%%
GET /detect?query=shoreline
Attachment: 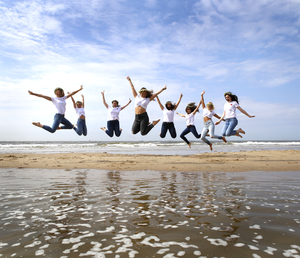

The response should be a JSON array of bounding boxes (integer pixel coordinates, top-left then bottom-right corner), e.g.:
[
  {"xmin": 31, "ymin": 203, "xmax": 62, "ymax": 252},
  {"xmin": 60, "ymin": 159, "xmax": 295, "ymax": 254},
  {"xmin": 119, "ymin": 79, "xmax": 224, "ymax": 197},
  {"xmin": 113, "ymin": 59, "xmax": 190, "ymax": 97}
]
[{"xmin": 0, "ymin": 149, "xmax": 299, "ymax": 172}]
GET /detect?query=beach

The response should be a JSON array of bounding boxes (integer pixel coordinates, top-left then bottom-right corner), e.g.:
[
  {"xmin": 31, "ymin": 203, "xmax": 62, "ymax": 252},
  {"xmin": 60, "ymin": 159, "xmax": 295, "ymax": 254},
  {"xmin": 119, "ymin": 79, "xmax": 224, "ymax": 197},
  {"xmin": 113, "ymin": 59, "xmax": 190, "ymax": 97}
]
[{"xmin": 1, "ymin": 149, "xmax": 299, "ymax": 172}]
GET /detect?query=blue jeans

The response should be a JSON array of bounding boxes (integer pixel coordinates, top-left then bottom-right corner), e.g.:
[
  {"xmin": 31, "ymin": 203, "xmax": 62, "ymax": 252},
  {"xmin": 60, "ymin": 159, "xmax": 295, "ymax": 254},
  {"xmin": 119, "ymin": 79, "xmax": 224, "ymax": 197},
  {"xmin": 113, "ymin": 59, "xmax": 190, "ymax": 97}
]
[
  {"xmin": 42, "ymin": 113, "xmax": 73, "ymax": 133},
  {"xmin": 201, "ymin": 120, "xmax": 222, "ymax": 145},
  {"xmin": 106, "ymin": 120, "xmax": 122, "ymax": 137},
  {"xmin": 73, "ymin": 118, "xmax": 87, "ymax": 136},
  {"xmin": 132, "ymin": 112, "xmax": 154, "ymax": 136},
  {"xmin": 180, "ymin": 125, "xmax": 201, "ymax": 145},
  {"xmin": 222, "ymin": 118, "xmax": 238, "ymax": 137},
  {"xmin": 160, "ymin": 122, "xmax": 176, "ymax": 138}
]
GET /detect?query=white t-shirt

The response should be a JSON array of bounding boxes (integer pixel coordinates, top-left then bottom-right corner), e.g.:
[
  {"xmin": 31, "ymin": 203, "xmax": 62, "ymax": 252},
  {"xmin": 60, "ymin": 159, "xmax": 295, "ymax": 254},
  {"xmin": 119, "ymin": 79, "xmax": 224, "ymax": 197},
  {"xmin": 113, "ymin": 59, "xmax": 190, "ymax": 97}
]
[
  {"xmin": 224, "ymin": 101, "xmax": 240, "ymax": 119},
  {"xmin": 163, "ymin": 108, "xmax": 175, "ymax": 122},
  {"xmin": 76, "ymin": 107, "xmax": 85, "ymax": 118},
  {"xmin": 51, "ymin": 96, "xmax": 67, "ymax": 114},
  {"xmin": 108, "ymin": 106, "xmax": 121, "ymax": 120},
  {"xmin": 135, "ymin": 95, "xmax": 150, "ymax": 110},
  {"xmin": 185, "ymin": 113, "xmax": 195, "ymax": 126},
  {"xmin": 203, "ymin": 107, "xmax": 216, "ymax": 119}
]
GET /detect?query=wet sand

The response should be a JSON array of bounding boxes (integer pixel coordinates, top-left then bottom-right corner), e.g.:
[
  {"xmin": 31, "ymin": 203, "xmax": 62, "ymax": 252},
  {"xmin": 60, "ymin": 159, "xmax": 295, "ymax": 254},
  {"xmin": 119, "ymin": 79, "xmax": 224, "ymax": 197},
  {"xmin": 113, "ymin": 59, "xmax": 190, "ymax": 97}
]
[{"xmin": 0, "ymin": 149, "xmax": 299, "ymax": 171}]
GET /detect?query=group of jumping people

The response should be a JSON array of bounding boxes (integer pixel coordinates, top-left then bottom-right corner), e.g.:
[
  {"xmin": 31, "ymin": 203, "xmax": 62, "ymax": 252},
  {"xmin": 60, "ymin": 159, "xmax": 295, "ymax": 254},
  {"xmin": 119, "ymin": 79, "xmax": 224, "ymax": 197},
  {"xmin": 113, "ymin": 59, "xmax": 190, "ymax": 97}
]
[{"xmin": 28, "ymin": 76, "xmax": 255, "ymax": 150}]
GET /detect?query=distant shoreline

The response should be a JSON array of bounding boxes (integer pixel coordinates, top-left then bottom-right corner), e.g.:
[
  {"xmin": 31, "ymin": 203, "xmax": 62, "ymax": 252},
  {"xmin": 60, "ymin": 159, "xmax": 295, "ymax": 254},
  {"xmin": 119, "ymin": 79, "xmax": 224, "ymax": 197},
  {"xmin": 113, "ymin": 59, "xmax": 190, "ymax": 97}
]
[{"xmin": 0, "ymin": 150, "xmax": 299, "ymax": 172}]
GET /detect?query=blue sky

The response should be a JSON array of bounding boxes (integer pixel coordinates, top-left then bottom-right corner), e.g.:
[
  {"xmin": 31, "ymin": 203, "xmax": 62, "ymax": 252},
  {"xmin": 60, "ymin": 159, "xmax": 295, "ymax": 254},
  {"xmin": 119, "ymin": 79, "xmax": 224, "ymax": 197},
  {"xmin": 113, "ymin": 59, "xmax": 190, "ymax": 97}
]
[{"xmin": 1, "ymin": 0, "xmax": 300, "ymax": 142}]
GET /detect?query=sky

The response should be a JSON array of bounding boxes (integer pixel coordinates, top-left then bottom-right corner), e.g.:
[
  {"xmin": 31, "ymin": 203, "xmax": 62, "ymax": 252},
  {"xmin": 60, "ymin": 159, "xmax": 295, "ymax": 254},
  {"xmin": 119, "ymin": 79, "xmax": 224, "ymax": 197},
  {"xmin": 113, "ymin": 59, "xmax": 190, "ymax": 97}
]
%%
» ASSIGNMENT:
Whenever a line in the records contains the word "shoreline", copy that line.

» EXPECTED ANSWER:
GET /detect?query=shoreline
GET /detect?query=distant shoreline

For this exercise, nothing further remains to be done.